__Extract to read__
--*--

There is no doubt that logging is a valuable tool for debugging when used judiciously, whereas when used unwisely logging may also cause serious issues. Here are some considerations one should keep in mind when working with logging. First, just like any other code in a program, logging statements need to be maintained. Furthermore, logging statements tend to become outdated more frequently than functional code, due to the lack of testing. A wrong logging message is worse than no logging, as it may waste a developer’s time for hunting the wrong target. Second, logging may inadvertently expose sensitive information, such as passwords or personal data, if not handled carefully. Third, another common issue one may have with logging is actually having too much logging. For one, logs clustered with irrelevant information can be difficult to browse. For another, logging can consume too much resources, such as, CPU, disk I/O or space, network bandwidth, and so forth, in a short period of time, thus affect the overall performance of the system significantly. This kind of issue is especially noticeable in sophisticated long-running programs or performance-critical applications.

In the rest part of this post, we will focus our discussions on programmatic mechanisms to deal with too many log entries.

Log severity levels

When doing logging for a program, it is more common to use a logging framework, instead of building the logging system all from scratch. Most logging frameworks provide a mechanism to assign a severity level to each log entry and the ability to filter out log entries of certain levels. Thus, setting a minimum severity level, or log level threshold, is usually the easiest way to reduce the number of items written to the log.

Log category

Beside log severity levels, some logging frameworks also support classify log entries into different categories. Log category can usually be used to turn off logging for an entire subsystem. If you image log levels as a way to classify log entries horizontally, then log categories can be seen as a way to divide log entries vertically. One common situation with log level is that, when you try to lower the minimum severity level to allow more items to get logged, and, suddenly, the log is flooded with so much irrelevant information that makes it hard to browse. With log category, however, you can just enable logging of the concerned subsystems, thus limiting the amount of information gets recorded into the log. For this reason, log levels is often combined with log categories to make the best use of both.

--*--

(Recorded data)
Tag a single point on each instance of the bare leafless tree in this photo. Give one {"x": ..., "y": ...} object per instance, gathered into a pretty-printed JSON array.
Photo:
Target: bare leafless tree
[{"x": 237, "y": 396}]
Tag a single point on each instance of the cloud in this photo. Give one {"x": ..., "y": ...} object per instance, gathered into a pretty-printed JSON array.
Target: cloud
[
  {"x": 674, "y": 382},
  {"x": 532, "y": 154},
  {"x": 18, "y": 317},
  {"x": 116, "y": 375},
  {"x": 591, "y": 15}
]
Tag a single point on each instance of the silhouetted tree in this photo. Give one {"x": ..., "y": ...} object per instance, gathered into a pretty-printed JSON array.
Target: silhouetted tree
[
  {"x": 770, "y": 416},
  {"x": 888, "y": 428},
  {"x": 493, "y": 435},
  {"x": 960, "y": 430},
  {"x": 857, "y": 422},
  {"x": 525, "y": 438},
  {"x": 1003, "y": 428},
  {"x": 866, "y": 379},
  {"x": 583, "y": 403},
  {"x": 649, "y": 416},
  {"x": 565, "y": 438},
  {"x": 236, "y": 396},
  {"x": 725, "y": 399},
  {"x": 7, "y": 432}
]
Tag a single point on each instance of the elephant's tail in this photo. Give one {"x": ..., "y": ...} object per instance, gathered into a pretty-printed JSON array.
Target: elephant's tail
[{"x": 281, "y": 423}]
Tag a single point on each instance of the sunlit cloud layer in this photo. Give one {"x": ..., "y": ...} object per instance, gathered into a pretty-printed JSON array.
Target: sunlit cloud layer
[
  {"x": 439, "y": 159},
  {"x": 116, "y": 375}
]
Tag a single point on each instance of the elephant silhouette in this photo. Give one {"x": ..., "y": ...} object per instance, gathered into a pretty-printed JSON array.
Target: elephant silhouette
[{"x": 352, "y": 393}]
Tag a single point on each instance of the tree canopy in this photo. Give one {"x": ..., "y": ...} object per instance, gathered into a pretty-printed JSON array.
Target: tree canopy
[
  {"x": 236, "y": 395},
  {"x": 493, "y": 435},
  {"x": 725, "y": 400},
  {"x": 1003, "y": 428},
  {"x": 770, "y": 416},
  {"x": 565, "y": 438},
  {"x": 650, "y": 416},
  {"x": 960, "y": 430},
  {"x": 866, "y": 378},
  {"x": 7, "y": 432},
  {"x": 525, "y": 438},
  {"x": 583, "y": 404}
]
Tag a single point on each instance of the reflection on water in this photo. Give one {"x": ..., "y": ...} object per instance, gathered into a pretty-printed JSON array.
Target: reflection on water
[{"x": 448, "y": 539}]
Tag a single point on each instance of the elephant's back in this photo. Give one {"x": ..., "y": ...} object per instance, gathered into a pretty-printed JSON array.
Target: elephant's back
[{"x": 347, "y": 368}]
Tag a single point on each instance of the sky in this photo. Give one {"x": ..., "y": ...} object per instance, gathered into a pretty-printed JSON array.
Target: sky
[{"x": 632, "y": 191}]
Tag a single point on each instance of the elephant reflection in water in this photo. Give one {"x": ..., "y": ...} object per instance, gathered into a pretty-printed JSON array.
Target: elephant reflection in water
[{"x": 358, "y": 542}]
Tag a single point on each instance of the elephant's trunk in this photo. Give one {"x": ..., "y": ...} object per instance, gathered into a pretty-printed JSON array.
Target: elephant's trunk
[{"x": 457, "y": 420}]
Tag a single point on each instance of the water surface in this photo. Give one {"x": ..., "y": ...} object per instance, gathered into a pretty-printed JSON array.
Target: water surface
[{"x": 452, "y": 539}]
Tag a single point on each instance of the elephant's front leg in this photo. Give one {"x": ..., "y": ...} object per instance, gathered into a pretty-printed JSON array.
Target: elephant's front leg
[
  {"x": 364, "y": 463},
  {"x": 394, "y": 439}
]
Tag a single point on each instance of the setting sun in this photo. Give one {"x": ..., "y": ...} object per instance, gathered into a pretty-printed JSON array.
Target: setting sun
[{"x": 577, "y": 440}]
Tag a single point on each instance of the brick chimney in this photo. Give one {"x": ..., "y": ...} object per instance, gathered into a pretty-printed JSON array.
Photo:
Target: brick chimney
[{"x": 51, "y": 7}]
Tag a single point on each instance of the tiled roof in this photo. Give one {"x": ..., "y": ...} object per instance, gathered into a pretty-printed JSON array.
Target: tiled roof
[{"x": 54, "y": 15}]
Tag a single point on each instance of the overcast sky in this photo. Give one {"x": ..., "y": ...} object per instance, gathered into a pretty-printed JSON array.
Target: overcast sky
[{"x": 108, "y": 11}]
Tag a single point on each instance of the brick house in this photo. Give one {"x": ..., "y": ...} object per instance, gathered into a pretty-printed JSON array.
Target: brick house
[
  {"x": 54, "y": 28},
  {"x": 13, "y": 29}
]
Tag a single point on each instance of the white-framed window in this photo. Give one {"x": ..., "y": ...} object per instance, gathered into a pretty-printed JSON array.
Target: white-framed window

--*--

__What you have to do__
Return verbatim the portion of the text on logging that begins at the words "When doing logging" and stops after the words "written to the log.".

__Written solution__
When doing logging for a program, it is more common to use a logging framework, instead of building the logging system all from scratch. Most logging frameworks provide a mechanism to assign a severity level to each log entry and the ability to filter out log entries of certain levels. Thus, setting a minimum severity level, or log level threshold, is usually the easiest way to reduce the number of items written to the log.